**Page excerpt**
+ + +

Dukes Jon Scheyer (right) and Marcus Ginyard clash in this 2010 encounter.

A couple of years ago a local radio personality asked me on a pregame show prior to a Duke-Carolina game whether our long-running local hardwood feud is the “biggest rivalry in all of sports.” I hesitated a bit, and said “well there is Real Madrid-Barcelona, and Celtic-Rangers.” (Loyal readers of Triangle Offense will recall from my blog postings during the 2010 World Cup that I’m as passionate about soccer as college basketball.)

OK, but really, where do Carolina and Duke fit in The Big Picture? That’s the kind of comparative sports culture question that has long fascinated political scientist Andrei (Andy) Markovits of the University of Michigan, who has spent the past week shuttling between Chapel Hill and Durham on a spring break visit from Ann Arbor.

The ostensible reason for Markovits’ visit to town is to participate in a conference on the 30th anniversary of the German Green Party’s entrance into the Bundestag, as well as a series of talks and classroom visits related to Markovits’ scholarly expertise in German politics, contemporary anti-Semitism and related issues.

But while German politics made Markovits’ academic career, it’s his writing about global sport that has given him a much larger public audience. Markovits is lead author of three widely respected, scholarly books about sports and sports culture: Offside: Soccer and American Exceptionalism, which explains why the U.S. uniquely doesn’t treat soccer as a major spectator sport; Gaming the World, a study of the impact of sports on globalization processes; and Sportista, a study of female sports fandom in the U.S. that was published last fall.

Markovits’s next sports-related project is a comparative analysis of great rivalries in world sport. And that brings us to the real organizing principle behind his visit to these parts this week: in order to take his first-ever pilgrimages to the local temples of basketball—Cameron Indoor Stadium and the Dean E. Smith Center—as well as scratch an item off his bucket list by attending the Carolina-Duke game tomorrow night in Chapel Hill. Markovits plans to include a section on the Carolina-Duke hoops rivalry in his next book.

Hence this past Saturday night, Markovits took in the epic Duke-Miami game from center court as the guest of a ranking Duke academic administrator. Eighteen hours later, he was in Chapel Hill watching the Tar Heels dismantle Florida State from plush lower level seats in the Dean Dome.

Markovits has been a Tar Heel admirer from afar for many years. We met 10 years ago when he was a visiting scholar and I was a graduate student at Harvard; he decided to teach my book on Carolina basketball in his Harvard course on sports and modernity and invited me to give a guest lecture on the history of UNC basketball. He continues to assign the book (“More Than a Game: Why North Carolina Basketball Means So Much To So Many”) to his course on sports culture at the University of Michigan, a course which is featured in an ESPN magazine article this week on the legacy of the Fab Five.

As a regular at the Big House, Crisler Arena and Yost Arena (hockey) in Ann Arbor, and as someone who has visited many major soccer stadia around the world, Markovits is not easily impressed; rather, he is the ultimate sophisticated sports consumer.

+ + +

**Record excerpts**
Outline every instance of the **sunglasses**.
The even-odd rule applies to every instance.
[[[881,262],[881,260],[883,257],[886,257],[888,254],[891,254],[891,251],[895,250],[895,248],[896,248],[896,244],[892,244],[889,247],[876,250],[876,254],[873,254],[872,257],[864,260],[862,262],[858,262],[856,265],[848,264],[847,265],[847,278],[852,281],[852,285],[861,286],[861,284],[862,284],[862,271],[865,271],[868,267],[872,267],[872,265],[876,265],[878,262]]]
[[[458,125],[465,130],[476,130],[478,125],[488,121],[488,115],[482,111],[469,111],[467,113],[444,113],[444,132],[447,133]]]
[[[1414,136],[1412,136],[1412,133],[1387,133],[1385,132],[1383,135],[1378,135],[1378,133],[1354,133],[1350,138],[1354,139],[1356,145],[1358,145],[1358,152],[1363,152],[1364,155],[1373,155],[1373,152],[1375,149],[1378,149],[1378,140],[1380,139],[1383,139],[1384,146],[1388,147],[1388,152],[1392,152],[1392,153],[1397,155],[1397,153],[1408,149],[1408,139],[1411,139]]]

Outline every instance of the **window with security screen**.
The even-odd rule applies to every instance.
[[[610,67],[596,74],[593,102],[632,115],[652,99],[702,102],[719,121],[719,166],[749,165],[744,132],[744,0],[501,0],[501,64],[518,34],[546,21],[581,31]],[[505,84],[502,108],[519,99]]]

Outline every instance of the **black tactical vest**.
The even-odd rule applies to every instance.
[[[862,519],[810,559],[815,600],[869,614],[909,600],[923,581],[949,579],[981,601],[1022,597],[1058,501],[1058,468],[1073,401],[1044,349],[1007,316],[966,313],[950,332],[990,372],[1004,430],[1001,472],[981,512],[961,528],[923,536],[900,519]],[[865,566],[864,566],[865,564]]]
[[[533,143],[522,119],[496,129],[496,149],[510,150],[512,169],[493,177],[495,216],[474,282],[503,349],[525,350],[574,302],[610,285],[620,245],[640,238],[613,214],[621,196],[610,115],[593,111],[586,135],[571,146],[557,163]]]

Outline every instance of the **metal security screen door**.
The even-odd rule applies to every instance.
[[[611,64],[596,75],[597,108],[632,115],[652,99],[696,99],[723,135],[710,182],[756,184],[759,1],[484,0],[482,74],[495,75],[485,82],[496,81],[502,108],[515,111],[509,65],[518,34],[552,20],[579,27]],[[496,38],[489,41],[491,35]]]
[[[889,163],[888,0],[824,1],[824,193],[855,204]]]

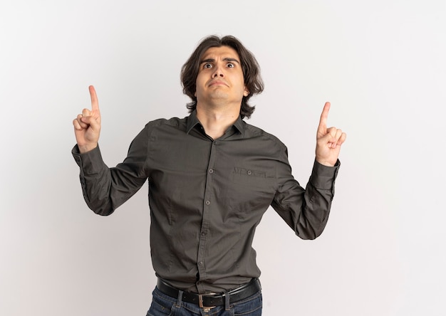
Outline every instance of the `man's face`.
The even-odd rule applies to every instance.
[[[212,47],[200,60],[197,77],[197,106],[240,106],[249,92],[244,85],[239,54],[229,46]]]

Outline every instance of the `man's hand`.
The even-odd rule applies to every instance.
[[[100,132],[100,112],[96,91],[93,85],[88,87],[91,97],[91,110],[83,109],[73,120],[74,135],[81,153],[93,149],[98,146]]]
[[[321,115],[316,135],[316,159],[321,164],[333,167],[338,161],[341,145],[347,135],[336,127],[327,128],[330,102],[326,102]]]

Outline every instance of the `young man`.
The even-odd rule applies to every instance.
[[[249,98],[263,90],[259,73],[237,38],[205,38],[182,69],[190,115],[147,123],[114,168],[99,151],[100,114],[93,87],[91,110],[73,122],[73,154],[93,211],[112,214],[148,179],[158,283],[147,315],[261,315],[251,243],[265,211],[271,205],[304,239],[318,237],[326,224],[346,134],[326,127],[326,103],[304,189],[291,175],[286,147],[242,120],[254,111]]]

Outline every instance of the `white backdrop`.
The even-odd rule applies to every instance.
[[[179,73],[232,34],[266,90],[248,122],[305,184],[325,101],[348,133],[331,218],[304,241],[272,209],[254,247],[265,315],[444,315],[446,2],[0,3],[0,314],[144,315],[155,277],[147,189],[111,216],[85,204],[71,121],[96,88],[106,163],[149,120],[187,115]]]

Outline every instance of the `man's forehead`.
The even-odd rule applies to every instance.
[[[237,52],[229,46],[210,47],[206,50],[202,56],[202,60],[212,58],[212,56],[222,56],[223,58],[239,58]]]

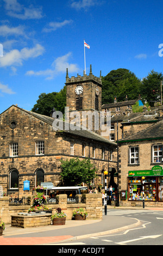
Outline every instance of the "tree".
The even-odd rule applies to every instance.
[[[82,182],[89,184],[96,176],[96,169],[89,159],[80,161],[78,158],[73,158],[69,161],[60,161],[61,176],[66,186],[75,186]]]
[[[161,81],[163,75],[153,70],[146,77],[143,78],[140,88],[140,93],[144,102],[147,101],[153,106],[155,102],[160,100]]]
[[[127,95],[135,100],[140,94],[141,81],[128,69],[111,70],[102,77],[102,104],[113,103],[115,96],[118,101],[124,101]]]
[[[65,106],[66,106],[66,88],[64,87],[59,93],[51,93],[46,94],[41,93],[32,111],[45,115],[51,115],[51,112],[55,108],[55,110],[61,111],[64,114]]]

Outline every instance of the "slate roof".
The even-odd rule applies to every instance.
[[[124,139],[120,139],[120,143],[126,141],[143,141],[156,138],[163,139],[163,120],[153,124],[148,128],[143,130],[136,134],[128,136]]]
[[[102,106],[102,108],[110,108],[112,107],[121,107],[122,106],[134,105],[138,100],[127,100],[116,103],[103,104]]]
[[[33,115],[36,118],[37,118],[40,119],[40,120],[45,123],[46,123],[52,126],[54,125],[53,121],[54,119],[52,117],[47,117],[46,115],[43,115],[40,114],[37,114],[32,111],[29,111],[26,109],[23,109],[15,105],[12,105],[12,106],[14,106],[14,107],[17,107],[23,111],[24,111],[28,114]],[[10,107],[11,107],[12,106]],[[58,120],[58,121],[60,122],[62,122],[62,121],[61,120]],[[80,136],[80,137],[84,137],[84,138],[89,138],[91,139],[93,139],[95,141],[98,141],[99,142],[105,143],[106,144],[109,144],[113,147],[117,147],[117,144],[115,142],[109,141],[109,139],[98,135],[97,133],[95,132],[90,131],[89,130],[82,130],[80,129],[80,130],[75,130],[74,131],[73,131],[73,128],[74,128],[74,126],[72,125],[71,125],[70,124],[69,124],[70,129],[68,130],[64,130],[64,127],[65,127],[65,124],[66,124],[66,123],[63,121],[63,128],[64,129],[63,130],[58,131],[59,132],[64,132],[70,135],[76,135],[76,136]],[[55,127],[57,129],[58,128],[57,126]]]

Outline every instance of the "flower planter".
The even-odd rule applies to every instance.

+ + +

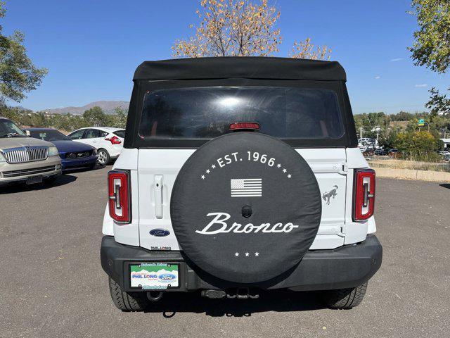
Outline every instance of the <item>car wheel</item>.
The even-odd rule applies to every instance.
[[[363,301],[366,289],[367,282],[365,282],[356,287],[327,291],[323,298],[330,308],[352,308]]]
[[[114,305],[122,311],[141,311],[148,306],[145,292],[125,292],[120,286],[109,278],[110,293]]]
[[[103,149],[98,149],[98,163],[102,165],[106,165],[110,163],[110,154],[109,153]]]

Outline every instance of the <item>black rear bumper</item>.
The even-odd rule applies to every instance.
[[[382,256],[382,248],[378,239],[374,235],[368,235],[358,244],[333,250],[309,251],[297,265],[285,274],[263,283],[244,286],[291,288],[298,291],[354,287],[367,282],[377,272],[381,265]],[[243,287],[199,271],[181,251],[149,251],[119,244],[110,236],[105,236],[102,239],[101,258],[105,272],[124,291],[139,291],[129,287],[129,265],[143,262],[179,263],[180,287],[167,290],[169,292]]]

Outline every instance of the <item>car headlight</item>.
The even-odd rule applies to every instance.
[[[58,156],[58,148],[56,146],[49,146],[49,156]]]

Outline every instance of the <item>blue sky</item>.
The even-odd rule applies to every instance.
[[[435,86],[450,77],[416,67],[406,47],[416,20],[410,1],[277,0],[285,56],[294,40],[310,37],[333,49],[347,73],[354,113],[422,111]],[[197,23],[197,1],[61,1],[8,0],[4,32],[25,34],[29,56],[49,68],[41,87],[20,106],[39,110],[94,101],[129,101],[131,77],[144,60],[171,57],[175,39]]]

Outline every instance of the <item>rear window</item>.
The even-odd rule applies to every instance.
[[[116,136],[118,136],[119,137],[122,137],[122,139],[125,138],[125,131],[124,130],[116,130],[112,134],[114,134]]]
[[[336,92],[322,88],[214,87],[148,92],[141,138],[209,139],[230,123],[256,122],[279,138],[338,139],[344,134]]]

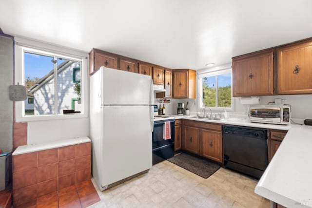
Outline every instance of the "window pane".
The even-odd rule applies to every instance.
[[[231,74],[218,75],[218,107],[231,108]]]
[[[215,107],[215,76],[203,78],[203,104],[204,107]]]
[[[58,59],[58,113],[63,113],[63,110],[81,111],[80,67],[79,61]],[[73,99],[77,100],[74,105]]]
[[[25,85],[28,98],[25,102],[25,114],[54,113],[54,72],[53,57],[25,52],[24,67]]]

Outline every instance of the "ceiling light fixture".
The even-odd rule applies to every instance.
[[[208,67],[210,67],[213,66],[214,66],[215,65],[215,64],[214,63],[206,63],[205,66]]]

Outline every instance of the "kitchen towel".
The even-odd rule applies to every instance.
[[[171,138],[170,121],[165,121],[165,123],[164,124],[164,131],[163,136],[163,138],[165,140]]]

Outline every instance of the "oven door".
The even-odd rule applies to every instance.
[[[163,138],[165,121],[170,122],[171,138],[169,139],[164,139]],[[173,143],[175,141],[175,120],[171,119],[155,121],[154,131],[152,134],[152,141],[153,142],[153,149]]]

+ + +

**What you will do**
**1)** Could you extract everything in the Markovits blog post from "Dukes Jon Scheyer" down to "from Ann Arbor."?
**2)** How would you translate this sentence from the Markovits blog post into Spanish: "Markovits has been a Tar Heel admirer from afar for many years."
**3)** Why is Markovits not easily impressed, according to the Markovits blog post?
The entries have nothing to do with the Markovits blog post.

**Answers to the problems**
**1)**
Dukes Jon Scheyer (right) and Marcus Ginyard clash in this 2010 encounter.

A couple of years ago a local radio personality asked me on a pregame show prior to a Duke-Carolina game whether our long-running local hardwood feud is the “biggest rivalry in all of sports.” I hesitated a bit, and said “well there is Real Madrid-Barcelona, and Celtic-Rangers.” (Loyal readers of Triangle Offense will recall from my blog postings during the 2010 World Cup that I’m as passionate about soccer as college basketball.)

OK, but really, where do Carolina and Duke fit in The Big Picture? That’s the kind of comparative sports culture question that has long fascinated political scientist Andrei (Andy) Markovits of the University of Michigan, who has spent the past week shuttling between Chapel Hill and Durham on a spring break visit from Ann Arbor.

**2)** Markovits ha sido un admirador de los Tar Heels desde lejos durante muchos años.

**3)** He is a regular at the Big House, Crisler Arena and Yost Arena in Ann Arbor. He has also visited many major soccer stadia around the world, which makes him the ultimate sophisticated sports consumer.